══ Wybrany fragment ══
"Tak powstaje kolejna fala zakażeń"

03.10.2022
Zbigniew Wojtasiński

Nie można tej fazy pandemii określić mianem endemii, bo kolejne warianty koronawirusa mają zasięg globalny i pandemiczny, powodują wciąż dużą liczbę zachorowań – uważa dr Paweł Grzesiowski.

Ekspert Naczelnej Rady Lekarskiej ds. zagrożeń epidemicznych mówił o tym podczas XXI Ogólnopolskiej Konferencji „Polka w Europie”, zorganizowanej pod hasłem „Nauki medyczne w poszukiwaniu skutecznych terapii. Zdrowie po pandemii COVID-19”.
═══
══ Wyodrębniony wykaz ══
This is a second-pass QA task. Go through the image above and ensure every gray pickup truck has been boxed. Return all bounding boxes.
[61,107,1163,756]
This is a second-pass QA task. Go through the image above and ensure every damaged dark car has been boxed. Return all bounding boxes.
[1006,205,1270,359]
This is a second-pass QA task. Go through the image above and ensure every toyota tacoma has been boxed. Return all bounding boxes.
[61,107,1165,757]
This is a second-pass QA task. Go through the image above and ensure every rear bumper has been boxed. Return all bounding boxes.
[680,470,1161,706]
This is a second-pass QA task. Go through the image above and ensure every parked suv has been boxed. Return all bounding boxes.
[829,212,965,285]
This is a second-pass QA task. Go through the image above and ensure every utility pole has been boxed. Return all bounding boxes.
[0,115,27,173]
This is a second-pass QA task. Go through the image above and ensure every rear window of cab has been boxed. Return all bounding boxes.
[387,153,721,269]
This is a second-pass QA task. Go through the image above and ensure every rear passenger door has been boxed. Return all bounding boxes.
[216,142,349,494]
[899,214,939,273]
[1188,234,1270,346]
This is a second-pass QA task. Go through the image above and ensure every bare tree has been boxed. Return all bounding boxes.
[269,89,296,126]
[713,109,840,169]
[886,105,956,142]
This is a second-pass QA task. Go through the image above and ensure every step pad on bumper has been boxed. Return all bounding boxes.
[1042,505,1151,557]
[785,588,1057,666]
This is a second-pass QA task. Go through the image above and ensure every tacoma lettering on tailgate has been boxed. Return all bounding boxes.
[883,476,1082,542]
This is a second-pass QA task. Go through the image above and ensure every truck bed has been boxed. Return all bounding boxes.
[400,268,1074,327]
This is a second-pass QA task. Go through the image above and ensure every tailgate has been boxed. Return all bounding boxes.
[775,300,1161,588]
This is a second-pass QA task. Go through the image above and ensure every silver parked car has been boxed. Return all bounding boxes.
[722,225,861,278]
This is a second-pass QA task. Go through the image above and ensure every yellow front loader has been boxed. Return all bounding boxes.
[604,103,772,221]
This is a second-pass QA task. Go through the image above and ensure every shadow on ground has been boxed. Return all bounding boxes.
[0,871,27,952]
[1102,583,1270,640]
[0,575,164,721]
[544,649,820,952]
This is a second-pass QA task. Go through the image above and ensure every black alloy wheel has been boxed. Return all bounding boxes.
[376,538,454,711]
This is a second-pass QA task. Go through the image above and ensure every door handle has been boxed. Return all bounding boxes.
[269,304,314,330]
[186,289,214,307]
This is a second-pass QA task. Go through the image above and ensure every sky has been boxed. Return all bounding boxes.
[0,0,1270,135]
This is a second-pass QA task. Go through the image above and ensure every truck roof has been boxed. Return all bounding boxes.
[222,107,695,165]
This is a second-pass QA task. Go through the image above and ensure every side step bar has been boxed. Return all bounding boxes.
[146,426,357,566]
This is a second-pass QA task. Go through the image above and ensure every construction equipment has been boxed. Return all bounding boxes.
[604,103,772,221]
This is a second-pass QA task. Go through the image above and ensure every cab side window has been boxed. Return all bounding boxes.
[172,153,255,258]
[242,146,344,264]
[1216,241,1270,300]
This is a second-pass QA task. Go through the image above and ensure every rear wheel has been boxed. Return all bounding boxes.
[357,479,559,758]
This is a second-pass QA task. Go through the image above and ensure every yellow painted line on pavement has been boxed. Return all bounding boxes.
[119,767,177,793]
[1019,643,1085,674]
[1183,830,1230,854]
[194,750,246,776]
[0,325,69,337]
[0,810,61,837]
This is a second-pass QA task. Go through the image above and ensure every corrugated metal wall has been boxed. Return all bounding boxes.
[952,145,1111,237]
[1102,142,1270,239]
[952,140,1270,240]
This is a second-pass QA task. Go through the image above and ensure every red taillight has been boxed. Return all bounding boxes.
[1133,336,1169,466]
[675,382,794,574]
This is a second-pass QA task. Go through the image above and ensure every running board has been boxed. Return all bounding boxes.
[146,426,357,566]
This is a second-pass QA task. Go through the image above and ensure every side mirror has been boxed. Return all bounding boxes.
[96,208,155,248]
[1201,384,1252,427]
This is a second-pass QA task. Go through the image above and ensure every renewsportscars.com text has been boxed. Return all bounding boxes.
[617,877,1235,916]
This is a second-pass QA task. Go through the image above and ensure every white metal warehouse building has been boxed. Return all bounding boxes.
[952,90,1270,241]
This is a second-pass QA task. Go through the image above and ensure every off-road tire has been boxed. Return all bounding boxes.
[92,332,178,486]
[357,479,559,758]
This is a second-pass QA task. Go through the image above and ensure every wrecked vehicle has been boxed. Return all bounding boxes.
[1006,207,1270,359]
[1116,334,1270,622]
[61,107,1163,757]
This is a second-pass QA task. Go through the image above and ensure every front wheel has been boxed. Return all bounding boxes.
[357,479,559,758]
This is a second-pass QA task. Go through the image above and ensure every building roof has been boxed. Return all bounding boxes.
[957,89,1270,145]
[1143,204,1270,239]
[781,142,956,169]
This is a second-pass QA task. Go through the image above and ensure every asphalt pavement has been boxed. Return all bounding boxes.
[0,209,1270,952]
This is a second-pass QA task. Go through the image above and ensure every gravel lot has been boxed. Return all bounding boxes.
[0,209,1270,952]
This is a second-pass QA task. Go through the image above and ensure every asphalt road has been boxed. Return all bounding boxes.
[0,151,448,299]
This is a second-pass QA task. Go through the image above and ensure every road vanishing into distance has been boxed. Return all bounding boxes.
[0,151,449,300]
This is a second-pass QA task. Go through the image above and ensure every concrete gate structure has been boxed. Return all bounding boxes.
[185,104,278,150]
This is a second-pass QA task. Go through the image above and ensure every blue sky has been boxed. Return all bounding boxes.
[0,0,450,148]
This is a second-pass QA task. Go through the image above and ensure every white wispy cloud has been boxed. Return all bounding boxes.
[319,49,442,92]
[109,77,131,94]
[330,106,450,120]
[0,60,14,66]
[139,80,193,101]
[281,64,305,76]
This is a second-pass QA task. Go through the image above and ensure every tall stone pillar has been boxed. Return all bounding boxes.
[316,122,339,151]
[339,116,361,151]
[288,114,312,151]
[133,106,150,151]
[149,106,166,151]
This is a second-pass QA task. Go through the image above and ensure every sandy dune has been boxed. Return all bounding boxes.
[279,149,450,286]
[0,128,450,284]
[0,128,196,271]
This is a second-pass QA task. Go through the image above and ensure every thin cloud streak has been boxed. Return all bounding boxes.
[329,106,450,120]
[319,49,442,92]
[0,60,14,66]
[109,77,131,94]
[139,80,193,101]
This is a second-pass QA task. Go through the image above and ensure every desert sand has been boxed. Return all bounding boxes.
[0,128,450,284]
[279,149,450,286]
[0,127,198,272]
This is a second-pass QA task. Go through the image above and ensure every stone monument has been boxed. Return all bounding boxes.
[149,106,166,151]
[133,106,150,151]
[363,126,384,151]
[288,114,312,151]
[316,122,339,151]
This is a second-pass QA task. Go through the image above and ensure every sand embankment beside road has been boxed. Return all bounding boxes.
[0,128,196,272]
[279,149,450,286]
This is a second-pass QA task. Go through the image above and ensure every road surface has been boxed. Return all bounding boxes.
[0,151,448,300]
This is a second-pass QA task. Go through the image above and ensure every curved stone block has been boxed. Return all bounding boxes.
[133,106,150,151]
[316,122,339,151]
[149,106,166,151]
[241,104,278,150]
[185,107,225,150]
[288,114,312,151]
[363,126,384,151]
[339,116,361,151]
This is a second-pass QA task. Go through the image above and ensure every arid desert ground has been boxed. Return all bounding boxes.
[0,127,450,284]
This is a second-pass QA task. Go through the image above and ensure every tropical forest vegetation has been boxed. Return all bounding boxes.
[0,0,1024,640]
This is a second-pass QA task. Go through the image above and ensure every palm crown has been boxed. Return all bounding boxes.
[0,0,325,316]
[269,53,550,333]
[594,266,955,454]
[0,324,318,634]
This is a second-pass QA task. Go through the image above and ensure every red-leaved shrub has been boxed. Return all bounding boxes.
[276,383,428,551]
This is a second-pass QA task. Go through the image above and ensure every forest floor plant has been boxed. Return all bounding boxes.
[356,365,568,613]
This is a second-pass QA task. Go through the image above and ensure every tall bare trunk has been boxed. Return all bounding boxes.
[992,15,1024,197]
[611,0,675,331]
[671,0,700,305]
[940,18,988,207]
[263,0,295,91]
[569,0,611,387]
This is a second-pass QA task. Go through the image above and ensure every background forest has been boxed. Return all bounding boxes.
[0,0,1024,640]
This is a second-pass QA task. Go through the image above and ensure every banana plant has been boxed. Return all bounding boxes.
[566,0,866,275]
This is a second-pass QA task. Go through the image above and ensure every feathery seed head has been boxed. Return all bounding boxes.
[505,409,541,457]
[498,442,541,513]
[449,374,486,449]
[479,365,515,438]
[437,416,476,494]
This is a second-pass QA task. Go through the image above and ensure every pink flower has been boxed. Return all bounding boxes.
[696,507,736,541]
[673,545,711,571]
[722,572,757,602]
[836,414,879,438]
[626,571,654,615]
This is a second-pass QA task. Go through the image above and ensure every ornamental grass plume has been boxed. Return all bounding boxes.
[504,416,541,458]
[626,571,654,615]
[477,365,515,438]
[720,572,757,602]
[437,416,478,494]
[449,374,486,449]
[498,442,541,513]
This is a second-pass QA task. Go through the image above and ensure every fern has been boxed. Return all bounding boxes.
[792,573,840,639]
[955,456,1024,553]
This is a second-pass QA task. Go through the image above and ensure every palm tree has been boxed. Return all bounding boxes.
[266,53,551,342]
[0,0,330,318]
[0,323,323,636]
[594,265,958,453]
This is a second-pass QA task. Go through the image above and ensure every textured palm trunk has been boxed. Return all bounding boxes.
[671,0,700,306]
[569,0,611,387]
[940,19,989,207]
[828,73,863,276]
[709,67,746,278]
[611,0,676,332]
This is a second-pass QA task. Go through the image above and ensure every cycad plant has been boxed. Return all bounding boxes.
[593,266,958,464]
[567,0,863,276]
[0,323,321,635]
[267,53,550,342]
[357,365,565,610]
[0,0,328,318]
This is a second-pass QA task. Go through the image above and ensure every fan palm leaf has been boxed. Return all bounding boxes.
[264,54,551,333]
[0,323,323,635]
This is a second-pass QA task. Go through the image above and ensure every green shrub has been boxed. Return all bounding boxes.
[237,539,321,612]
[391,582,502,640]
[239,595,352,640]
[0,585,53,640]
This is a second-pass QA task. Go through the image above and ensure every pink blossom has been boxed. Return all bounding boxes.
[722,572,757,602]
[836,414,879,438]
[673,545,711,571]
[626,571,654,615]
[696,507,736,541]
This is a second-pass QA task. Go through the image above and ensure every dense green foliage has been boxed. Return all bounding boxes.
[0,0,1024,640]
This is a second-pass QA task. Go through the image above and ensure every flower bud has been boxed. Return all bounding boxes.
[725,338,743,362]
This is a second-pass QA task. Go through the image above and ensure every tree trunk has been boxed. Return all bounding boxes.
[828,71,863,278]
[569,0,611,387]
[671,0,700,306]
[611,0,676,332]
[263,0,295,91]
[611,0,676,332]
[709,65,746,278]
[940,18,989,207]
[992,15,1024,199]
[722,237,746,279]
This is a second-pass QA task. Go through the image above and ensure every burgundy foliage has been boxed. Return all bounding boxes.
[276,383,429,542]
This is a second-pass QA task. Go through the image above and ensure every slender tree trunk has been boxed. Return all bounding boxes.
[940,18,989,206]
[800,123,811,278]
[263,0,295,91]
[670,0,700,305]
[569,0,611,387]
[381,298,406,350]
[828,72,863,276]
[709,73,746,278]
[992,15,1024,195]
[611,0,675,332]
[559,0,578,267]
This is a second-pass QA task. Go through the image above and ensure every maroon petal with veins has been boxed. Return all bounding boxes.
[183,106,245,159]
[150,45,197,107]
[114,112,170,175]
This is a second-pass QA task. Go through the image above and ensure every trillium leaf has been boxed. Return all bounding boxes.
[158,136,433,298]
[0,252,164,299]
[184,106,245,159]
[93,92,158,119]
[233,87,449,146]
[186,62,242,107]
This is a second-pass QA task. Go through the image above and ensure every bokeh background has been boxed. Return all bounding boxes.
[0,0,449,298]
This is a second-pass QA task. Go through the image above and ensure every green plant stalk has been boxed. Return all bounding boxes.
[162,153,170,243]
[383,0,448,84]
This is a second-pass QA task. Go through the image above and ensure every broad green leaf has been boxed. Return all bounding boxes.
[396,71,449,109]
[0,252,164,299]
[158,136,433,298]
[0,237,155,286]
═══
**Twoje zadania**
A. Wypisz z fragmentu dokładnie tę część: zacznij od słów „Nie można tej”, a skończ na słowach „dr Paweł Grzesiowski.”.
B. Odpowiedz na podstawie fragmentu na poniższe pytania:
(i) Jaką funkcję pełni dr Paweł Grzesiowski w Naczelnej Radzie Lekarskiej?
(ii) Dlaczego według niego tej fazy pandemii nie można nazwać endemią?
(iii) Pod jakim hasłem zorganizowano konferencję, na której mówił?
Wykaz nie ma żadnego związku z fragmentem.

**Odpowiedzi pisemne**
A.
Nie można tej fazy pandemii określić mianem endemii, bo kolejne warianty koronawirusa mają zasięg globalny i pandemiczny, powodują wciąż dużą liczbę zachorowań – uważa dr Paweł Grzesiowski.

B.
(i) Jest ekspertem Naczelnej Rady Lekarskiej ds. zagrożeń epidemicznych.
(ii) Kolejne warianty koronawirusa mają zasięg globalny i pandemiczny i wciąż powodują dużą liczbę zachorowań.
(iii) „Nauki medyczne w poszukiwaniu skutecznych terapii. Zdrowie po pandemii COVID-19”.